(Task to complete):
Quote in full, word for word, the passage below on how systemic inflammation in COVID-19 affects the central nervous system.

(Excerpted passage):
################

Besides direct invasion of neural cells, SARS-CoV-2 virus affects the neurovascular unit and CNS through systemic inflammation. The major feature of the systemic infection in COVID-19 is the massive increase of pro-inflammatory factors in the circulating blood, often described as a “cytokine storm” (Coperchini et al., 2020) (Figure 1). Although the BBB segregates the CNS from the systemic circulation, this segregation is not absolute. The brain and spinal cord constantly communicate with the body's immune system; systemic inflammation, when developed, inevitably influences the CNS (Schwartz and Deczkowska, 2016). Both innate and adaptive immune responses can affect the CNS, through their cellular elements and circulating pro-inflammatory factors. For example, effectors T- and B-lymphocytes enter the CNS (even when the BBB stays intact) aiming at invasive pathogens (Hickey et al., 1991; Carson et al., 2006). Leucocytes enter the CNS through the choroid plexus and disseminate through the perivascular space (Wilson et al., 2010). Systemic infection which accompanies severe cases of COVID-19 was shown to proceed with substantial increase in circulating levels of chemokines and interleukins, which compromise the BBB and enter the CNS where they encounter the defensive systems represented by astrocytes and microglia. Performance of these immune and glial cells is critical in defining the neurological damage and neurological outcome of the COVID-19.

################

(Data extract):
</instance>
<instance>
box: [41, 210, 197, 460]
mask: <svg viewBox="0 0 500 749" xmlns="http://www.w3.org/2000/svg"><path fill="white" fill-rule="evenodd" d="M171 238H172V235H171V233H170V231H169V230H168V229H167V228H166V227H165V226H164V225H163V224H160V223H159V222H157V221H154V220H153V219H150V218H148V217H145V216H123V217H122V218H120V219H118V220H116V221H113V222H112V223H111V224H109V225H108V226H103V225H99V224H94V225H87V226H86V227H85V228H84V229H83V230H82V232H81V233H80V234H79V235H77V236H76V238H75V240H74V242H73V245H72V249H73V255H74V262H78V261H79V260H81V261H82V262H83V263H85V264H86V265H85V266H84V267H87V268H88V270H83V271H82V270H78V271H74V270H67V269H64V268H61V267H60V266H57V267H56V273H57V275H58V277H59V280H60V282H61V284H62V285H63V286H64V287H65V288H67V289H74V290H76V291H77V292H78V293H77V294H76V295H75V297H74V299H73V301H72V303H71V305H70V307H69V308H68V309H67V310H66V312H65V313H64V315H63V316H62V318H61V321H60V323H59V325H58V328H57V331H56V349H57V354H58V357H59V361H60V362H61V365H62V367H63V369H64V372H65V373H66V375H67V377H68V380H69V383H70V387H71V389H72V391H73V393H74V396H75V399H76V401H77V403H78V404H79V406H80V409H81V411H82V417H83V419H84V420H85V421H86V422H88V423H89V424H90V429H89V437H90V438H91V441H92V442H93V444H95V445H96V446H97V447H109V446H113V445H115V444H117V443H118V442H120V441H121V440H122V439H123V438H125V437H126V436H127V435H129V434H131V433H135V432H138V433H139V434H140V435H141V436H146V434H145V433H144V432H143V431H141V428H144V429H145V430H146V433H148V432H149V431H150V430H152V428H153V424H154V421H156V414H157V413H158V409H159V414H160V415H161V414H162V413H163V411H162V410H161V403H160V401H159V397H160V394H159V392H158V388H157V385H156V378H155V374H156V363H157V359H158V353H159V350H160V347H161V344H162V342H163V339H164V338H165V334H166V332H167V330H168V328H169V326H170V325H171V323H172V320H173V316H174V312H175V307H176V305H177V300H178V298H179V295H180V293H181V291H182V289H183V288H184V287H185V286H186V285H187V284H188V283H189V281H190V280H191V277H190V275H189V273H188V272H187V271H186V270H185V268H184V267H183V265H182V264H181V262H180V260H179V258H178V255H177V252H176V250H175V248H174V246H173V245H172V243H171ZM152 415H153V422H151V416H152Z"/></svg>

################

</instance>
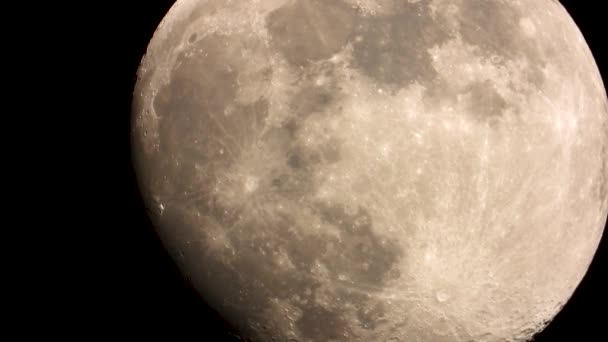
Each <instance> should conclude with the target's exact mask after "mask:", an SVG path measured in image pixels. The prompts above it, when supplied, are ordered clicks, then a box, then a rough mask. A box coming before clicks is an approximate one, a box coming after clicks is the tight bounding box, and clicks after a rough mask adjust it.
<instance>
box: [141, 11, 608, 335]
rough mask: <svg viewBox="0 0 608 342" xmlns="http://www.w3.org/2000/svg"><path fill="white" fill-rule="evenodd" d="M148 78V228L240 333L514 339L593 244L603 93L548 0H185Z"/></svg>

################

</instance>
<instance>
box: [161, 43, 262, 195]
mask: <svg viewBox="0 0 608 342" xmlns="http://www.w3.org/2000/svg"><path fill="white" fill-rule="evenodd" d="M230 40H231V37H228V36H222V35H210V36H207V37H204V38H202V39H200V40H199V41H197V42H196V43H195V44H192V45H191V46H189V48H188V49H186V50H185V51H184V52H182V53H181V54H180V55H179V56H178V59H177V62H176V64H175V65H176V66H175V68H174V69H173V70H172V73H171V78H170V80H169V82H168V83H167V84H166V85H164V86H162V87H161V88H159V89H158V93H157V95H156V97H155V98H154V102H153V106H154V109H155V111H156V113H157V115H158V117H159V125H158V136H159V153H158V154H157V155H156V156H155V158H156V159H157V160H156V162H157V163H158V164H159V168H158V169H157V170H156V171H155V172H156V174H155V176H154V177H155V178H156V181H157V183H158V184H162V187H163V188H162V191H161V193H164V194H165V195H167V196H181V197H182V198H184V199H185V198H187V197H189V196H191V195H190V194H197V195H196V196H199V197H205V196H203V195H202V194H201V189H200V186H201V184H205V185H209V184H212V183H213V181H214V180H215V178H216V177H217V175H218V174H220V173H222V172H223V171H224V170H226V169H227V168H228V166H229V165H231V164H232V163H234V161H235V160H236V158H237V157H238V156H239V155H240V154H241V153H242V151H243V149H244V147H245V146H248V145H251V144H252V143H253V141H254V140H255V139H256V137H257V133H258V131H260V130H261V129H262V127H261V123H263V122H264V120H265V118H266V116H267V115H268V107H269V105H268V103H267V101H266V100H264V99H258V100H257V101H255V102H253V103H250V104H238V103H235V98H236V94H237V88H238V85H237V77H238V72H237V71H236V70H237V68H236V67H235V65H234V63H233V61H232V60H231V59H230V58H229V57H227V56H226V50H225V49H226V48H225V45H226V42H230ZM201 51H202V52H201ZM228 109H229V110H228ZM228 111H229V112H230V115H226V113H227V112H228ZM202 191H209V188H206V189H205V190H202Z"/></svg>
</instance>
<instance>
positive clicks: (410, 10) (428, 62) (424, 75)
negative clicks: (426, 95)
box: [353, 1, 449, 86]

################

(Exercise output):
Besides direct invasion of neural cells, SARS-CoV-2 virus affects the neurovascular unit and CNS through systemic inflammation. The major feature of the systemic infection in COVID-19 is the massive increase of pro-inflammatory factors in the circulating blood, often described as a “cytokine storm” (Coperchini et al., 2020) (Figure 1). Although the BBB segregates the CNS from the systemic circulation, this segregation is not absolute. The brain and spinal cord constantly communicate with the body's immune system; systemic inflammation, when developed, inevitably influences the CNS (Schwartz and Deczkowska, 2016). Both innate and adaptive immune responses can affect the CNS, through their cellular elements and circulating pro-inflammatory factors. For example, effectors T- and B-lymphocytes enter the CNS (even when the BBB stays intact) aiming at invasive pathogens (Hickey et al., 1991; Carson et al., 2006). Leucocytes enter the CNS through the choroid plexus and disseminate through the perivascular space (Wilson et al., 2010). Systemic infection which accompanies severe cases of COVID-19 was shown to proceed with substantial increase in circulating levels of chemokines and interleukins, which compromise the BBB and enter the CNS where they encounter the defensive systems represented by astrocytes and microglia. Performance of these immune and glial cells is critical in defining the neurological damage and neurological outcome of the COVID-19.